# Trecho para leitura
Do meu pai herdei as ranhuras das unhas, o brilho no olhar por uma cachoeira gelada, o apreço pela autenticidade das coisas e os Direitos Humanos como religião. O Jornalismo é de pai e mãe. Ninguém me forçou – e nem impediu, apesar de tudo. Foi estranhamente natural.
Com meu pai aprendi a pegar a antiga Revista da Folha (hoje Revista sãopaulo) e começar a ler pela última página, a da Barbara Gancia. Não foram poucas as vezes em que ele havia acordado mais cedo do que eu aos fins de semana e eu o encontrava na cozinha tomando café da manhã com o jornal ao lado. Já tinha separado as páginas que queria que eu visse, especialmente a do José Simão. E compartilhávamos uma espécie de amor incondicional pelas tirinhas do Fernando Gonsales e do André Dahmer. Muito por isso é que lamento que ele não tenha ficado para ver daqui a mobilização de chargistas encabeçada pelo JAL, cada um com uma interpretação de quem era Audálio Dantas. Destaco uma, em especial, a do Eduardo Baptistão.
Além da assombrosa semelhança dos traços e até de vestimenta, Baptistão me fez refletir sobre uma condição que regeu meu pai por absolutamente toda a vida: a de quem travou batalhas quixotescas armado única e exclusivamente de papel e caneta.
As lutas não foram poucas e começaram ainda cedo, quando aprendeu a ler e a escrever de maneira autodidata em Tanque d’Arca, no Alagoas. Na sequência, as batalhas viriam à capital paulista, às redações da Folha da Manhã (atualmente Folha de S.Paulo), de O Cruzeiro, da Realidade, da Quatro Rodas… Escrevendo livros, descobrindo Carolina Maria de Jesus e batendo de frente com o II Exército para dizer que não, não foi suicídio; a ditadura assassinou Vladimir Herzog sob tortura. Sempre: munido de papel, caneta – e coragem.
No velório de meu pai, na sede do Sindicato dos Jornalistas Profissionais do Estado de São Paulo, de onde foi presidente justamente quando o regime militar matou o Vlado, alguém chamou a atenção para um ponto a respeito do qual eu nunca havia pensado: Audálio Dantas teve a vida permeada por indignação, mas nunca pela raiva. Tenho me questionado sobre onde mora essa linha tênue entre as duas condições e, mais do que isso, qual é o lugar de resistência eficaz. Como conseguir andar com retidão sobre esta corda bamba?

[Entradas de dados armazenadas]
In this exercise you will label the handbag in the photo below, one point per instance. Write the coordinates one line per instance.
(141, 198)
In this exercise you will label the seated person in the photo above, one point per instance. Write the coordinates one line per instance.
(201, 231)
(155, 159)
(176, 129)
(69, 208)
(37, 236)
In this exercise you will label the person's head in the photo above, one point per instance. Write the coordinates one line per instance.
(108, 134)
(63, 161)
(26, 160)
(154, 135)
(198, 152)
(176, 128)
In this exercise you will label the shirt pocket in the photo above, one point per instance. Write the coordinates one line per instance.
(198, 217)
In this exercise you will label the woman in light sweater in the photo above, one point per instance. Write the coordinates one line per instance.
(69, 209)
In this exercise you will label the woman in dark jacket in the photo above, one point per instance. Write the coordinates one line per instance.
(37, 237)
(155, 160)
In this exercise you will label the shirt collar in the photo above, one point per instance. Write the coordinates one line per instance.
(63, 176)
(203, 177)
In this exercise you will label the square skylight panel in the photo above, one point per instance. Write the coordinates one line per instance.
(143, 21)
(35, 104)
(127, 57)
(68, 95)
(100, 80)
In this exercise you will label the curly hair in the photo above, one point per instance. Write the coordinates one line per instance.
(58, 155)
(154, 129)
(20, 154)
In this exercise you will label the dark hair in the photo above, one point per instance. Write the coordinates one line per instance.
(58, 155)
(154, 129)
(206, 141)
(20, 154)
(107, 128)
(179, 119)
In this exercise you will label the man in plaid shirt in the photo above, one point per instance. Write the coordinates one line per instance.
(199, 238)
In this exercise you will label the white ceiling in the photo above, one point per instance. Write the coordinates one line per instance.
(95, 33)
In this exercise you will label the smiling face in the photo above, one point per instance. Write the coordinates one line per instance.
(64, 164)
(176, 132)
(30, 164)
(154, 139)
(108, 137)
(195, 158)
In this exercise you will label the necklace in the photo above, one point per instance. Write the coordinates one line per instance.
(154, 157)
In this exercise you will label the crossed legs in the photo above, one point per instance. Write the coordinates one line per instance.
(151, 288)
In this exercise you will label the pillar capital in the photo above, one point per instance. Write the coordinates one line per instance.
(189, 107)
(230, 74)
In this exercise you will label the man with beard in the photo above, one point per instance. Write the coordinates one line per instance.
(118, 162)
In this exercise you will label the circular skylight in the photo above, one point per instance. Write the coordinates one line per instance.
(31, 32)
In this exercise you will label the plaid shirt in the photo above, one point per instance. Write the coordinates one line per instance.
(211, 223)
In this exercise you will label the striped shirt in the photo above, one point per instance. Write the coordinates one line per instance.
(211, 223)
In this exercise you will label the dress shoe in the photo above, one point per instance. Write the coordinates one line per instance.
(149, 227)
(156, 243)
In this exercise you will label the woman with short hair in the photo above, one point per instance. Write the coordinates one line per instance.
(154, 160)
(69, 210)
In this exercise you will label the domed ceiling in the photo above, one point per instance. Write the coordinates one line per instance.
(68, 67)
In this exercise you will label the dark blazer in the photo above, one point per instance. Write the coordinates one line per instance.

# Objetivo A
No trecho sobre Audálio Dantas, por que quem narra lamenta que o pai não tenha ficado para ver a mobilização de chargistas encabeçada pelo JAL? Responda em uma a três frases.
# Objetivo B
Prossiga com o trecho sobre Audálio Dantas logo após a pergunta sobre como andar com retidão na corda bamba.
Os dados formam um material separado do texto.

# Resposta escrita A
Pai e filho, ou filha, compartilhavam o hábito de ler o jornal juntos e um amor incondicional pelas tirinhas de Fernando Gonsales e André Dahmer. Nos fins de semana, o pai já deixava separadas as páginas que queria mostrar, sobretudo a de José Simão.

# Resposta escrita B
Um país que dá conta de esquecer um passado recente brutal e abriga gente que, por vezes, pede a volta do regime militar, tem algo da política educacional que definitivamente falhou. E não por coincidência é a mesma nação que amarga números vergonhosos de desigualdade social, encarceramento em massa, violência contra a mulher, contra negros e tira a vida de cidadãos pura e simplesmente pela orientação sexual.
Como encontrar um caminho agregador ficou pra nós como desafio. E, talvez, em tempos de ânimos tão exacerbados, nos caiba o caminho da informação e da generosidade. Machistas, fascistas, racistas não passarão? Se não passarem, ficamos todos lá atrás, amarrados – um exercendo opressão e o outro oprimindo – porque, bom, bem ou mal vivemos em sociedade.
Os temas progressistas, que por algum acidente de percurso incerto a olho nu, estão rotulados como de esquerda, deste ou daquele partido. Mas acredito que nós, jornalisticamente ou não, nos nossos trabalhos ou nas nossas vidas cidadãs, precisamos falar sobre o que nos ajudará a alçar novos patamares civilizatórios: educação, cultura, a aplicação de ações afirmativas, tirar do campo policial questões de saúde pública (como aborto ou drogas), estancar o sangue derramado pelo extermínio negro, gay e feminino, o acesso aos cuidados paliativos, à Justiça Restaurativa – entre outros.
Temo que as curtidas das nossas bolhas das redes sociais estejam nos deixando com a falsa sensação de dever cumprido com um post ou outro da chamada lacração. Não é suficiente. Esperar que a política seja feita por uma entidade externa ou que a gente dependa só das urnas nos deixa exatamente neste lugar de desesperança e estagnação em que nos encontramos.
Indignação pede resistência, persistência.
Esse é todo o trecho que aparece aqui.